La planète pourrait-elle se retrouver un jour sans oranges, ni citrons, des fruits aussi bénéfiques à la santé qu’ils sont accessibles à toutes les bourses? Après avoir décimé la quasi-totalité des orangers de Floride, affecté la Californie et le Brésil, la maladie du Dragon jaune, mortelle pour les agrumes et sans traitement existant, menace aujourd’hui le pourtour méditerranéen, estiment des chercheurs.
Connue sous le sigle HLB, pour Huanglongbing (maladie du Dragon jaune en chinois) elle s’est «propagée depuis le milieu des années 2000 avec un impact et une rapidité phénoménales», dit à l’AFP Eric Imbert, chercheur au Centre de coopération internationale en recherche agronomique pour le développement (Cirad) à Montpellier, dans le sud de la France.
Le psylle africain transmet une forme moins forte de la maladie. Il a été détecté au nord de l’Espagne, et au Portugal, où des arrachages ont déjà eu lieu. «Sans vouloir affoler, (…) si nous ne faisons rien en terme de prévention, nous pouvons avoir une catastrophe majeure, avec des prix qui doublent ou triplent», prévient le chercheur. Pour preuve, le cas de la Floride: entre 2005 et 2017, la production d’oranges y a chuté de près de 60%. Le prix de gros du jus d’orange concentré a plus que doublé à 2500$ la tonne, car les coûts de production se sont envolés. «Nous ne sommes pas à l’abri d’un phénomène de même ampleur sur le marché des petits agrumes frais en Méditerranée», dit M. Imbert.

*Entrées extraites*

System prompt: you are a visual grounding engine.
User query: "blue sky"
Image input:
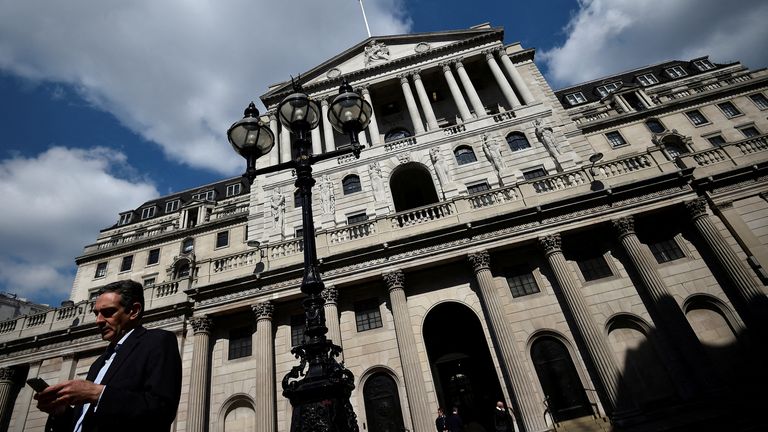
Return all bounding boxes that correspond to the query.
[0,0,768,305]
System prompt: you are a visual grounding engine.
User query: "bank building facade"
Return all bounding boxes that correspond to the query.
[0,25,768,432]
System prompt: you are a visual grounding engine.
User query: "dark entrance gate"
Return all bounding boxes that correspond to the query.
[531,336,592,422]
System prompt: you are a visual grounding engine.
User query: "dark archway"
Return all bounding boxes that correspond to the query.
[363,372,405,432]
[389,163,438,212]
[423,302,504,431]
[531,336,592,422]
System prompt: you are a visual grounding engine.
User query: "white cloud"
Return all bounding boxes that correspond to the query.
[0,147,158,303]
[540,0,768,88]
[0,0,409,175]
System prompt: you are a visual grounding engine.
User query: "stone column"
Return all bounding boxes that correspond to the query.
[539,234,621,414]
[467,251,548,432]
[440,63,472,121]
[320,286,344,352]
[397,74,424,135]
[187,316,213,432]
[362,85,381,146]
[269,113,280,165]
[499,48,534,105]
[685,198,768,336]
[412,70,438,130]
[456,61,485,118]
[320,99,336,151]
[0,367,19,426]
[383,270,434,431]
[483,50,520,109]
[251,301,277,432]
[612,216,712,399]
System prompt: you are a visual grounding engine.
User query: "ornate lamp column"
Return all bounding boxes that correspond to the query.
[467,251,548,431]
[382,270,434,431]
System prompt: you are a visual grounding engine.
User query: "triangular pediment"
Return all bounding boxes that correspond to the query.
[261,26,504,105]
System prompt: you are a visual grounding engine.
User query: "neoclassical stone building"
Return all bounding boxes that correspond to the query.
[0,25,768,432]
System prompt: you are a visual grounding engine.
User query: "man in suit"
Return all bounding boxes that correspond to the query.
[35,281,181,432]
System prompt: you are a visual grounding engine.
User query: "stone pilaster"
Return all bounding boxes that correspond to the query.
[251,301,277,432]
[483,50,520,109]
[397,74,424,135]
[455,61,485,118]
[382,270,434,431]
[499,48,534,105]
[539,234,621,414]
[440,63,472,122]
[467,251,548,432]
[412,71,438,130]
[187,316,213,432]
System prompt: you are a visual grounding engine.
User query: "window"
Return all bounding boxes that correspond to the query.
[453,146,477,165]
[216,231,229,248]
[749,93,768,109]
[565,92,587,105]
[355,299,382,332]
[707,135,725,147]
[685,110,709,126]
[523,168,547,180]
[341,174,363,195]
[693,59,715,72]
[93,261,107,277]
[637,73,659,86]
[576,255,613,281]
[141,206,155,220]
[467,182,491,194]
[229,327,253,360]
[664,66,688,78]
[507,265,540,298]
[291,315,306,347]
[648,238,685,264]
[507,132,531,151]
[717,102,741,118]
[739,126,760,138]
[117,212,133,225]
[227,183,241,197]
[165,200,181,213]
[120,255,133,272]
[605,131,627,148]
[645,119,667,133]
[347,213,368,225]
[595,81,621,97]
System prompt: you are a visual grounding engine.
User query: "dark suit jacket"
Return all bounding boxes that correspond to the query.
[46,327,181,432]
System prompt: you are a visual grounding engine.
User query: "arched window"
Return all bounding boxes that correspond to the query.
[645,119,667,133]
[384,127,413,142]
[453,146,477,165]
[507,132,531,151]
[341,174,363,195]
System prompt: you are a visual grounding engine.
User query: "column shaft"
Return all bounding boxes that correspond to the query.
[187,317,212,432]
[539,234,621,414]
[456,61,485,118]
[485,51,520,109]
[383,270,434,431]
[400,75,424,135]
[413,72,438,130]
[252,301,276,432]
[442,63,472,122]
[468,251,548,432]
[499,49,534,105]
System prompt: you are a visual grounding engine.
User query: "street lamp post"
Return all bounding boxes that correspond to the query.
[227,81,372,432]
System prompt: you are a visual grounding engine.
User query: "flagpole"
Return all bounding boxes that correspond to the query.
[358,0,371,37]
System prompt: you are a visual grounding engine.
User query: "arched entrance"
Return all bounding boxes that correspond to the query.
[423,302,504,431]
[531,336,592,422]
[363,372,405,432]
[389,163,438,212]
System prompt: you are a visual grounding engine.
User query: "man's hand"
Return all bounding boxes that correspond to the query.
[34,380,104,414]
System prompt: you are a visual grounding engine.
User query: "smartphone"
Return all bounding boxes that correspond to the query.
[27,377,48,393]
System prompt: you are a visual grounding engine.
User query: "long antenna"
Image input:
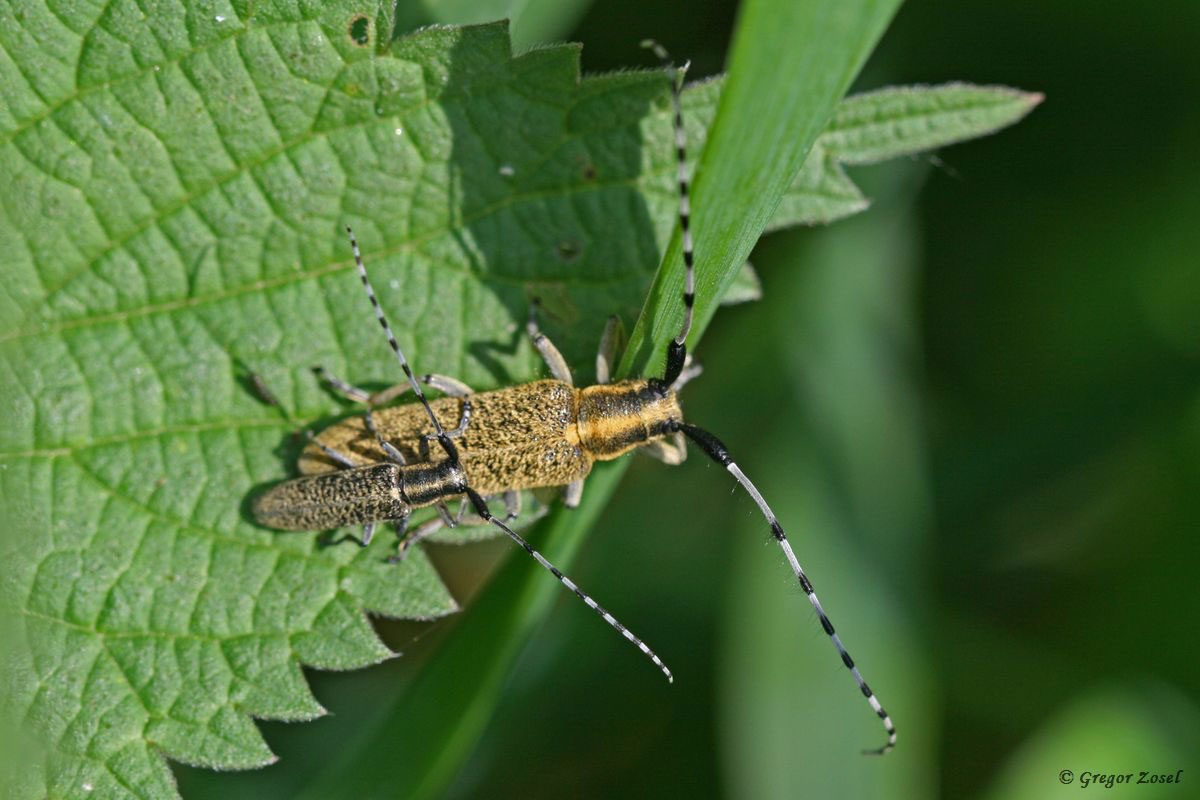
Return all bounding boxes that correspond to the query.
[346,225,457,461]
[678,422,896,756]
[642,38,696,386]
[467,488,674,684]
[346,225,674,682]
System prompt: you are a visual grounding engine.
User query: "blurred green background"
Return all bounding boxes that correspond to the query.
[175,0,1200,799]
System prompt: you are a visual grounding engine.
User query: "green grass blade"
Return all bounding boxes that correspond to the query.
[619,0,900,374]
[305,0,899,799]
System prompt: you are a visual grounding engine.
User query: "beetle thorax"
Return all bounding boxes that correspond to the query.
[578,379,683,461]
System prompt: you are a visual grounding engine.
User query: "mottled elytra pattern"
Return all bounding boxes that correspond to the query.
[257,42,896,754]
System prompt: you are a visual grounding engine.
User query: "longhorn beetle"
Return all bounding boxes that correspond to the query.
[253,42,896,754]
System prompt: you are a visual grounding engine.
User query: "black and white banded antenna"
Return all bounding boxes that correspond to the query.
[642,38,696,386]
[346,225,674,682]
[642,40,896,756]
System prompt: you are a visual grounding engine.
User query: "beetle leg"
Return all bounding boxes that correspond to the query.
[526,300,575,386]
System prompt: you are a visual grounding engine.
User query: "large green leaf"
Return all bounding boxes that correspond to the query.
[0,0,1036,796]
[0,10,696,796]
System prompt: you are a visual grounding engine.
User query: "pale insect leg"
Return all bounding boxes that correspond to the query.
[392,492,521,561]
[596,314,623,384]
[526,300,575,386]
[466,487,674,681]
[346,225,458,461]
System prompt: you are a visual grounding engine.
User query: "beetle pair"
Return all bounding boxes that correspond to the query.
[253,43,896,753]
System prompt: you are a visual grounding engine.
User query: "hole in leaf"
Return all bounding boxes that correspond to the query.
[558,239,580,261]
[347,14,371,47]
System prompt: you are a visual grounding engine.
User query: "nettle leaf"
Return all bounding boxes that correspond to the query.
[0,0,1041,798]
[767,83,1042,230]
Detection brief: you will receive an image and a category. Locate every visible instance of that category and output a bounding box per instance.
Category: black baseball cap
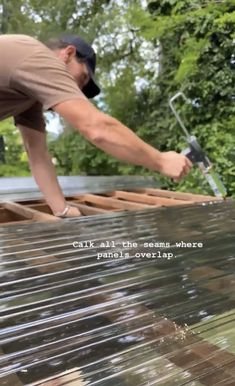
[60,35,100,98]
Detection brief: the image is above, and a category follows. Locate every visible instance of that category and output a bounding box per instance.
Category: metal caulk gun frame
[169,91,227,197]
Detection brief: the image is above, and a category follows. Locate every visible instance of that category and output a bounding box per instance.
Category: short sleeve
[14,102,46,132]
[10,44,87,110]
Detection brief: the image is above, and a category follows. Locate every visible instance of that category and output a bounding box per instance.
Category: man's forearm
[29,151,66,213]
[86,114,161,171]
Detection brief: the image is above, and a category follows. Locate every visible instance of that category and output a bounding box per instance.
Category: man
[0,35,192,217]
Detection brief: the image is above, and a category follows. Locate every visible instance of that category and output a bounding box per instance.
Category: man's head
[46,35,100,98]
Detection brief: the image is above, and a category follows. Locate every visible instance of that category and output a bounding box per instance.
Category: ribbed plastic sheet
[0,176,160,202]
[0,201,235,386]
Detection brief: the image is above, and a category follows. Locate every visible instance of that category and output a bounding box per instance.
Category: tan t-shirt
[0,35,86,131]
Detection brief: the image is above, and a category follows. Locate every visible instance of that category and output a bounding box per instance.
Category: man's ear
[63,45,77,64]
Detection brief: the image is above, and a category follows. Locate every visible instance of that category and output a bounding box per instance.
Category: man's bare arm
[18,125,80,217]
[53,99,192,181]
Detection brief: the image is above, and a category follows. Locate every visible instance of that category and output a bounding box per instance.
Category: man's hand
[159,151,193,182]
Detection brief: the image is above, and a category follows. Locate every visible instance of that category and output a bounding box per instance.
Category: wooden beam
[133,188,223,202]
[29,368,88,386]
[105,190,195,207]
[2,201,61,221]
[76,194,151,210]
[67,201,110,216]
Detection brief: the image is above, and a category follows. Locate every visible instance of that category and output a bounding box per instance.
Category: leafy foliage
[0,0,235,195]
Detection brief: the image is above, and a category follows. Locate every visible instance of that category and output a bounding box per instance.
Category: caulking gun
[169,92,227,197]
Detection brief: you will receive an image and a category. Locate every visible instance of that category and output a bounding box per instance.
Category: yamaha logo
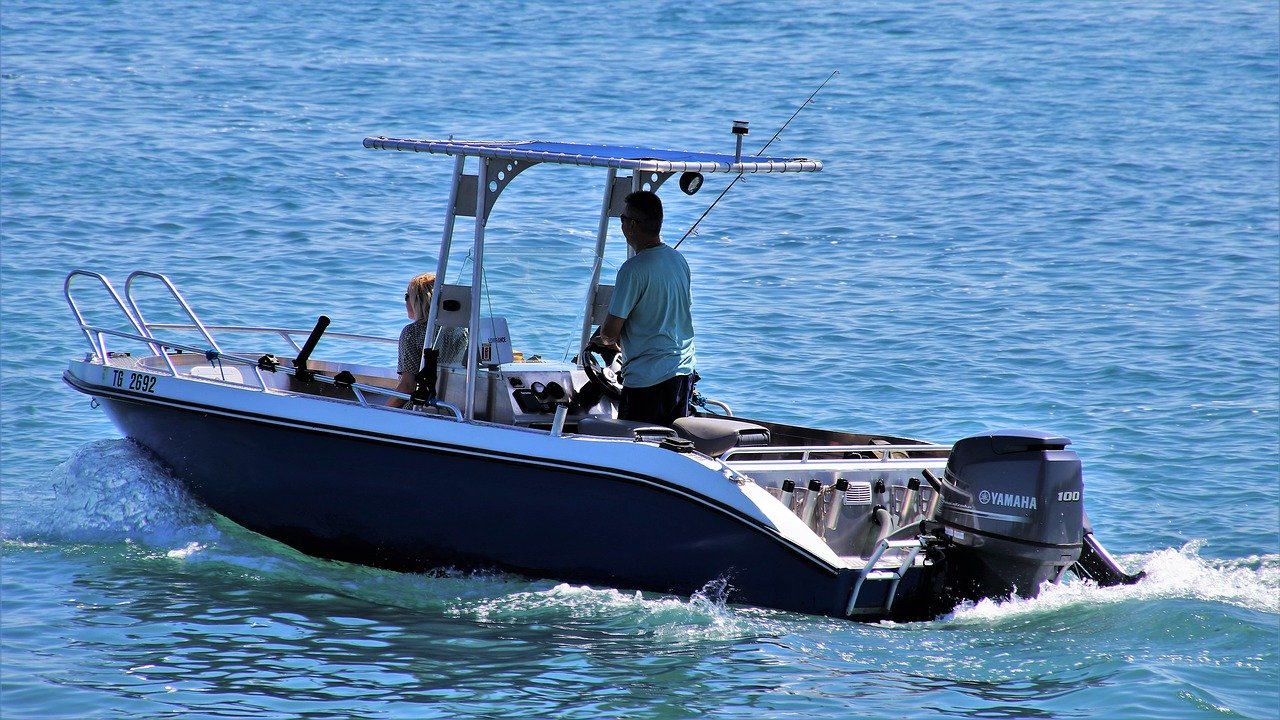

*Consignes*
(a) Dans l'extrait sur la maladie du Dragon jaune, recopiez tout ce qui va de "Le psylle africain" jusqu'à "dit M. Imbert." en remplaçant "chercheur" par "scientifique".
(b) D'après l'extrait sur la maladie du Dragon jaune, de combien la production d'oranges a-t-elle chuté en Floride entre 2005 et 2017 ?

*Corrigé*
(a)
Le psylle africain transmet une forme moins forte de la maladie. Il a été détecté au nord de l’Espagne, et au Portugal, où des arrachages ont déjà eu lieu. «Sans vouloir affoler, (…) si nous ne faisons rien en terme de prévention, nous pouvons avoir une catastrophe majeure, avec des prix qui doublent ou triplent», prévient le scientifique. Pour preuve, le cas de la Floride: entre 2005 et 2017, la production d’oranges y a chuté de près de 60%. Le prix de gros du jus d’orange concentré a plus que doublé à 2500$ la tonne, car les coûts de production se sont envolés. «Nous ne sommes pas à l’abri d’un phénomène de même ampleur sur le marché des petits agrumes frais en Méditerranée», dit M. Imbert.

(b) De près de 60 %.